▶ To be done
Put the items below into a numbered list, leaving out any blank lines.

▶ Records for this exercise
========

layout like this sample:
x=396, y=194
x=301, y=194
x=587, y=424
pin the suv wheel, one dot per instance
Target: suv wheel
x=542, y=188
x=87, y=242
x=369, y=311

========

▶ Answer to the problem
1. layout like this sample:
2. x=396, y=194
3. x=301, y=194
4. x=587, y=424
5. pin the suv wheel, one dot per instance
6. Target: suv wheel
7. x=542, y=188
8. x=87, y=242
9. x=369, y=311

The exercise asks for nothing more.